§ **Work instructions**
Copy each line below in which the string "photograph" appears.

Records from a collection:

Segment Open

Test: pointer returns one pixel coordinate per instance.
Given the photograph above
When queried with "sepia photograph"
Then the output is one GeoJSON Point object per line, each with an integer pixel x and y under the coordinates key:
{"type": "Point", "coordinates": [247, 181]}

Segment Closed

§ **Reply**
Given the photograph above
When queried with "sepia photograph"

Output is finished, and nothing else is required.